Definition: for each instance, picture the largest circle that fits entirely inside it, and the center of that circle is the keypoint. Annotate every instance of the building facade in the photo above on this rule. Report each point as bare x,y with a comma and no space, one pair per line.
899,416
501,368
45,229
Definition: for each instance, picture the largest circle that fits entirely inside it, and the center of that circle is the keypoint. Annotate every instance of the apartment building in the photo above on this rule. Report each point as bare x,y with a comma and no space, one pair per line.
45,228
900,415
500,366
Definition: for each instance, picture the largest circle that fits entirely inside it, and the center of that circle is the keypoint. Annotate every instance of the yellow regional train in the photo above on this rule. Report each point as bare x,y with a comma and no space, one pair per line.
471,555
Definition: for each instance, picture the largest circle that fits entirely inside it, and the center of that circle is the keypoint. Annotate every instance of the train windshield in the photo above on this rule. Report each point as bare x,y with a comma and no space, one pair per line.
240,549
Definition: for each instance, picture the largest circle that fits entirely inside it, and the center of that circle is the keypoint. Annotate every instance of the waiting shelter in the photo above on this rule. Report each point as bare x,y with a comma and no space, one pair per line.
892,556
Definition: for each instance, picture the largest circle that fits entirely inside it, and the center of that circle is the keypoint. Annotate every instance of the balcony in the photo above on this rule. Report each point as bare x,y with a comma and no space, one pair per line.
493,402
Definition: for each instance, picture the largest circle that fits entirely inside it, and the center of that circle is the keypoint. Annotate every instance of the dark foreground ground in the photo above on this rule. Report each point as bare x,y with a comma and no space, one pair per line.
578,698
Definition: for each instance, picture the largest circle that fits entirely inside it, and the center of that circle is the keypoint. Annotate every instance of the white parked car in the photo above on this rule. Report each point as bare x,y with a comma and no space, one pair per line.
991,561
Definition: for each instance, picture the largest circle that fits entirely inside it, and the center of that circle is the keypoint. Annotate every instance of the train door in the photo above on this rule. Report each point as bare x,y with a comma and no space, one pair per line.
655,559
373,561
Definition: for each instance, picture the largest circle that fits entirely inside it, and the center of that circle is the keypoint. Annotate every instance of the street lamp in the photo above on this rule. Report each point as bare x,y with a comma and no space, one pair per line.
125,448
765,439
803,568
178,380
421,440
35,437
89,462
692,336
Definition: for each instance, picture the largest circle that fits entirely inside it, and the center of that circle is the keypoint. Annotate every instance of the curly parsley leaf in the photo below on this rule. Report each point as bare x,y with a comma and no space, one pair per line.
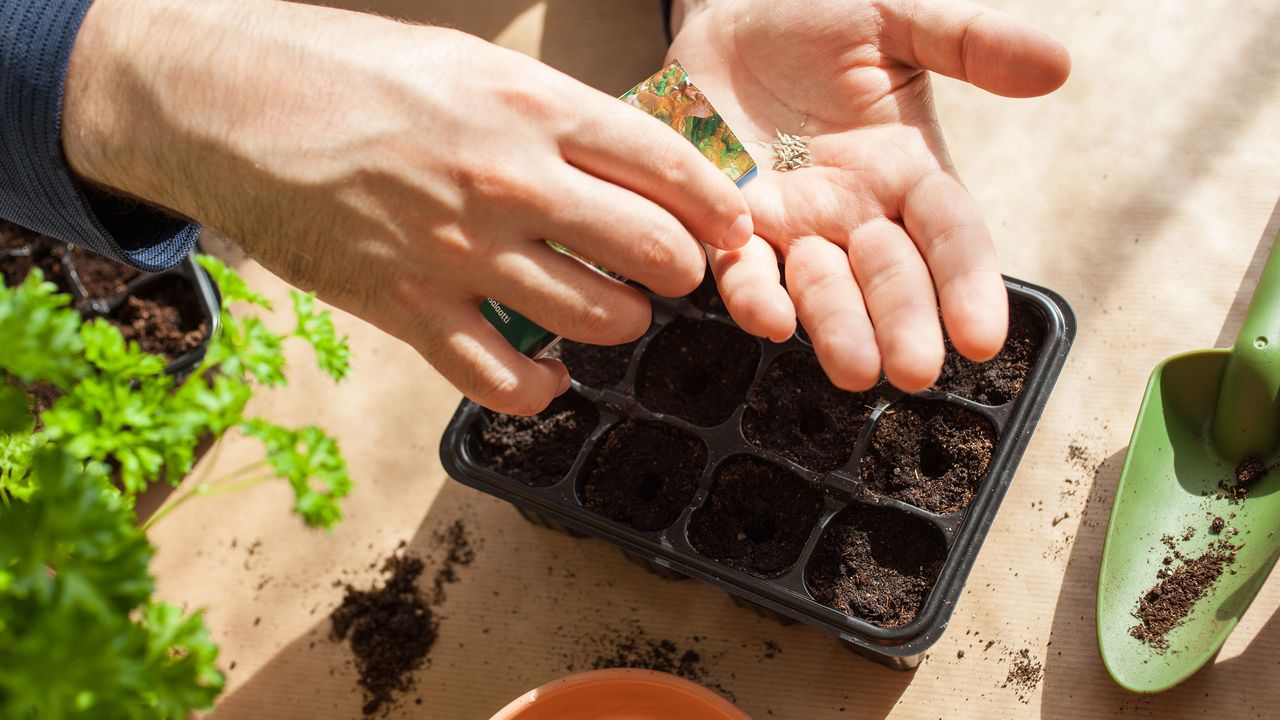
86,641
40,333
316,327
311,463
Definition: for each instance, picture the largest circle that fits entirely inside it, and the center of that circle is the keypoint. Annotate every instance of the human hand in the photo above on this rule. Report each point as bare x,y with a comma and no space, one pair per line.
880,219
403,173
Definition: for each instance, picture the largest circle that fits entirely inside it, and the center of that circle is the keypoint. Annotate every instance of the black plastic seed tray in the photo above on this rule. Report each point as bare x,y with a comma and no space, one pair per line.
842,497
97,292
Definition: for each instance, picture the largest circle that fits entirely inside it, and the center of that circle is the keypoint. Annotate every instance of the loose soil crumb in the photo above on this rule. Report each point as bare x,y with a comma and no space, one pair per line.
594,365
1000,379
1168,604
164,318
698,370
391,629
1024,674
644,474
929,454
538,450
877,564
636,648
758,516
795,410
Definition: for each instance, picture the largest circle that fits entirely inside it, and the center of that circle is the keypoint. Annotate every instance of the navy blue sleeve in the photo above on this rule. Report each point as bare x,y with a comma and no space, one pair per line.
36,186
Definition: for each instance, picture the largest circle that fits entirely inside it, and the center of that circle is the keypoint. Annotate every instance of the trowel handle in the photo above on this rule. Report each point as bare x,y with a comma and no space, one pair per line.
1247,419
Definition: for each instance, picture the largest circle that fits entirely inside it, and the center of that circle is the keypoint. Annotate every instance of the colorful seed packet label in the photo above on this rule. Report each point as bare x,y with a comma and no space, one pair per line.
672,98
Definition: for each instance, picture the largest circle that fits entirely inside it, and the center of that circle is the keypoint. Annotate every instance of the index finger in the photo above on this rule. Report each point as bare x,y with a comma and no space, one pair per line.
630,149
974,44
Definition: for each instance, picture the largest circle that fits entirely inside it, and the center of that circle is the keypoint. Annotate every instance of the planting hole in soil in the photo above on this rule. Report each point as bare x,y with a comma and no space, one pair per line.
877,564
644,474
538,450
928,454
758,516
707,296
594,365
101,277
698,370
1000,379
795,410
164,318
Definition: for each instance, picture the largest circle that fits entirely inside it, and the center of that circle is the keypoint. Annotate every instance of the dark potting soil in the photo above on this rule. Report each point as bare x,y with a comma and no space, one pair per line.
1001,378
538,450
101,277
707,296
698,370
795,410
44,253
877,564
594,365
1168,604
13,237
929,454
164,318
644,474
758,516
391,628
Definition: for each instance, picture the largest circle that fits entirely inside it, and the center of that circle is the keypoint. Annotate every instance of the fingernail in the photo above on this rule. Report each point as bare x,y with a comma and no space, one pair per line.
737,233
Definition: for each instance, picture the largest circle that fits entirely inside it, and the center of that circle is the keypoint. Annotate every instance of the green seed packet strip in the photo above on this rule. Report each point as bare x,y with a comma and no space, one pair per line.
672,98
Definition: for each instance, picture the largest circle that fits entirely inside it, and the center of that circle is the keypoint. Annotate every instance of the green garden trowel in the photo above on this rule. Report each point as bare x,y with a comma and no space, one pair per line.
1202,414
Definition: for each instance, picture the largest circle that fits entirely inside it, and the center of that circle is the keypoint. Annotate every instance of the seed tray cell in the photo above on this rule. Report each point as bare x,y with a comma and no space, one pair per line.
859,514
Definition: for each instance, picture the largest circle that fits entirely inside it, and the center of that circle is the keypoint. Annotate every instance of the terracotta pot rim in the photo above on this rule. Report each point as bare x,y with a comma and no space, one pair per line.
621,675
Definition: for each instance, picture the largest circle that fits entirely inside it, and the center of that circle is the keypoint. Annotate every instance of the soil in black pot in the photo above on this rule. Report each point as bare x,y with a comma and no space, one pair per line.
795,410
12,237
594,365
877,564
698,370
929,454
538,450
707,296
644,474
164,318
758,518
44,253
1001,378
101,277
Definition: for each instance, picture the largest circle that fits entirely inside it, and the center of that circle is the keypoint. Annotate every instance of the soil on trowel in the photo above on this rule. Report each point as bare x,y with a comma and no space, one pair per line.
644,474
1000,379
928,454
538,450
877,564
795,410
1168,604
758,518
698,370
594,365
164,318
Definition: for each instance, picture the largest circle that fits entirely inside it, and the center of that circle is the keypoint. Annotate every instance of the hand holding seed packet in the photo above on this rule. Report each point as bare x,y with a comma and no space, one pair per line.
856,192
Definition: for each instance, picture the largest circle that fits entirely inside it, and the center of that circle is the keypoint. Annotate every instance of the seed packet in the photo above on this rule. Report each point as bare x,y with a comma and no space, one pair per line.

### WHAT THE TASK REQUIRES
Retype the records character for character, starting at the line that contains "of the hand" and continuing through the last line of the records.

### OUTPUT FOR THIS TASK
Definition: for each instance, picture the largest circle that fits entirely inside it, and the center of that circle is the keypoint. Annotate every instance of the hand holding seed packet in the photo above on this rule. Report each point as bare x,y with a comma and no space, one pair per line.
856,192
Definition: for each instance, picture the largest circle that fits entirely inside it, and the center of that circle is the keypoint. Annotate every instance of the seed packet in the photo above on this rule. Report each point as bare x,y with a comma and no space, one pair per line.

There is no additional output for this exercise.